What to produce ->
Each record must be reproduced exactly as it is shown.

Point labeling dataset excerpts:
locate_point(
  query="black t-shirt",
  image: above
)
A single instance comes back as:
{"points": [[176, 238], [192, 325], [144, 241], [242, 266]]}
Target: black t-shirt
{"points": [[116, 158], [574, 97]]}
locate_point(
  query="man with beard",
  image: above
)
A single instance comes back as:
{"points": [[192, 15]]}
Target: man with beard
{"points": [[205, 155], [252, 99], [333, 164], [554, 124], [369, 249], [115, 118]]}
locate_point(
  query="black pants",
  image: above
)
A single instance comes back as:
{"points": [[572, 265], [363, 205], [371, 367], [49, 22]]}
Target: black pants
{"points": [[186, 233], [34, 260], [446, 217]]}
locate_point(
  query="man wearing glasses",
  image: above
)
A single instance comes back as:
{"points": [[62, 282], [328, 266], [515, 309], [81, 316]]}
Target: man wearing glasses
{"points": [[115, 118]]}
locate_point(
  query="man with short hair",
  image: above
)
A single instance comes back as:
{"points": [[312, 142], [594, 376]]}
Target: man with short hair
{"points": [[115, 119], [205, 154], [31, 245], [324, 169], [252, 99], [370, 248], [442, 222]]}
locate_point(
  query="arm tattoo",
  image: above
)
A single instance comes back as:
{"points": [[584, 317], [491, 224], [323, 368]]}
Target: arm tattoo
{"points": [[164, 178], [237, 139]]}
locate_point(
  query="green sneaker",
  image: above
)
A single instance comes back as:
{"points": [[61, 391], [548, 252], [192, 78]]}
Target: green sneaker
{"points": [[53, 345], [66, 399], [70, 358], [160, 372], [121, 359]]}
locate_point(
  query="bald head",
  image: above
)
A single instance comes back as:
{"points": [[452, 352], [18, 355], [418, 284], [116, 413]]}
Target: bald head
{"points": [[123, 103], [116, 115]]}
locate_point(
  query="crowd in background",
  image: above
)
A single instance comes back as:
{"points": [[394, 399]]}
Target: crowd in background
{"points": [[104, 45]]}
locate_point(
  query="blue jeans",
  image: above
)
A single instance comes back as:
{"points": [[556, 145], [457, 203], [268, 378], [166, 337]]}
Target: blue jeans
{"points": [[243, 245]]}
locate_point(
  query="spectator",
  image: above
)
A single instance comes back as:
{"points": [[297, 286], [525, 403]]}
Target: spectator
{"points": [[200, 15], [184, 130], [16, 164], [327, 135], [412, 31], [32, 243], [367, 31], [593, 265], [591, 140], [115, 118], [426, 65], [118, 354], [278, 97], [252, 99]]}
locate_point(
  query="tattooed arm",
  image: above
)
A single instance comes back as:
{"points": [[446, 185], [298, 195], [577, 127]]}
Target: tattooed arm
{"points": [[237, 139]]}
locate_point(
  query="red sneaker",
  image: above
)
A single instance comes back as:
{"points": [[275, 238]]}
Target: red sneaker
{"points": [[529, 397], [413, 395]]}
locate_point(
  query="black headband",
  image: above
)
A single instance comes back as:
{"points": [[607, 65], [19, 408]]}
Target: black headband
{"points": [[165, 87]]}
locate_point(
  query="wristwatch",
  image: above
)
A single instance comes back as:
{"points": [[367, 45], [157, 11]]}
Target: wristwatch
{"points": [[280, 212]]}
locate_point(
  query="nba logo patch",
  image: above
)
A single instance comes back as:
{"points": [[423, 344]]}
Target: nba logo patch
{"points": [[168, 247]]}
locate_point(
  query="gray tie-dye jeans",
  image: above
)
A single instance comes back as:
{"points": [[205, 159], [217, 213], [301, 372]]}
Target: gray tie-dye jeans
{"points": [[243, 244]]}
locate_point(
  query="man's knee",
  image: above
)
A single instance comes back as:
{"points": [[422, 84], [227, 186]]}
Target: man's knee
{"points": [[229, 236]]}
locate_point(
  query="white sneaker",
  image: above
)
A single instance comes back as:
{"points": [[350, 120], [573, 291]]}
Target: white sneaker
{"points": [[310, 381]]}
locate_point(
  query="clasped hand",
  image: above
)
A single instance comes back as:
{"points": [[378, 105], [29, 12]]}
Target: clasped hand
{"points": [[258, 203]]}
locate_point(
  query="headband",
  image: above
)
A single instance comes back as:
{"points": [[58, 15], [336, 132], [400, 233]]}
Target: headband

Solution for this task ->
locate_point(
  query="black t-shirt",
  image: above
)
A single instance comes back as:
{"points": [[176, 238], [192, 325], [144, 241], [242, 266]]}
Target: black t-shirt
{"points": [[116, 158], [574, 97]]}
locate_point(
  query="man with beard",
  image: above
)
A single instance comes back as:
{"points": [[192, 15]]}
Target: man with beard
{"points": [[205, 155], [252, 99], [333, 164], [554, 124], [369, 249], [115, 118]]}
locate_point(
  query="black pants",
  image: above
)
A single instance comes back as:
{"points": [[572, 265], [363, 205], [371, 367], [49, 22]]}
Target: black pants
{"points": [[186, 233], [34, 260], [446, 217]]}
locate_point(
  query="man wearing glasses",
  image: above
)
A single instance comes back as:
{"points": [[62, 282], [328, 266], [515, 309], [81, 316]]}
Target: man wearing glasses
{"points": [[115, 118]]}
locate_point(
  query="man with short hair",
  image: above
)
A single instance comes back as:
{"points": [[312, 142], [594, 376]]}
Target: man with short hair
{"points": [[115, 119], [205, 154], [31, 245], [324, 169], [252, 99], [370, 248], [442, 222]]}
locate_point(
  query="arm tattoo",
  image: above
)
A single instance comes back as:
{"points": [[584, 317], [491, 224], [323, 368]]}
Target: arm tattoo
{"points": [[164, 178], [237, 139]]}
locate_point(
  query="green sneaker",
  image: above
)
A single instance comes back as:
{"points": [[61, 391], [548, 252], [192, 78]]}
Target: green sneaker
{"points": [[53, 345], [66, 399], [70, 358], [160, 372], [121, 359]]}
locate_point(
  query="bald head",
  image: above
)
A single instance comes back as:
{"points": [[452, 352], [18, 355], [418, 284], [116, 413]]}
Target: bald head
{"points": [[123, 103], [116, 115]]}
locate_point(
  query="crowd in background",
  image: above
)
A single instance comes back as:
{"points": [[394, 399]]}
Target: crowd in background
{"points": [[104, 45]]}
locate_point(
  query="blue jeans",
  image: above
)
A single instance comes back as:
{"points": [[556, 145], [457, 203], [268, 378], [166, 337]]}
Target: blue jeans
{"points": [[243, 245]]}
locate_point(
  query="spectator",
  image: above
)
A single instance comes back as:
{"points": [[297, 286], [525, 403]]}
Target: spectator
{"points": [[200, 15], [184, 130], [16, 164], [327, 135], [412, 31], [32, 243], [367, 31], [593, 265], [591, 140], [115, 118], [426, 65], [118, 354], [278, 97], [252, 99]]}
locate_point(
  query="tattooed arm",
  image: above
)
A single instance comes back as:
{"points": [[446, 185], [298, 195], [577, 127]]}
Target: tattooed arm
{"points": [[237, 139]]}
locate_point(
  query="red sneaker",
  image: above
)
A single instance comes back as:
{"points": [[275, 238]]}
Target: red sneaker
{"points": [[529, 397], [413, 395]]}
locate_point(
  query="black headband",
  image: above
)
A single instance comes back as:
{"points": [[607, 65], [19, 408]]}
Target: black headband
{"points": [[165, 87]]}
locate_point(
  query="wristwatch",
  image: above
)
A single instance comes back as:
{"points": [[367, 45], [157, 11]]}
Target: wristwatch
{"points": [[280, 212]]}
locate_point(
  query="nba logo patch",
  image: above
)
A single instance comes back as:
{"points": [[423, 344]]}
Target: nba logo patch
{"points": [[168, 247]]}
locate_point(
  query="gray tie-dye jeans",
  image: above
)
A single instance comes back as:
{"points": [[205, 159], [217, 213], [301, 372]]}
Target: gray tie-dye jeans
{"points": [[243, 244]]}
locate_point(
  query="man's knee",
  image: above
)
A single instance comes back as:
{"points": [[422, 84], [227, 186]]}
Target: man's knee
{"points": [[229, 236]]}
locate_point(
  query="white sneaker",
  image: above
)
A single instance comes back as:
{"points": [[350, 120], [573, 291]]}
Target: white sneaker
{"points": [[310, 381]]}
locate_point(
  query="clasped hand",
  image: above
)
A single instance comes back as:
{"points": [[378, 105], [29, 12]]}
Target: clasped hand
{"points": [[258, 203]]}
locate_point(
  query="headband",
  image: above
)
A single instance comes back as:
{"points": [[58, 15], [336, 132], [400, 233]]}
Target: headband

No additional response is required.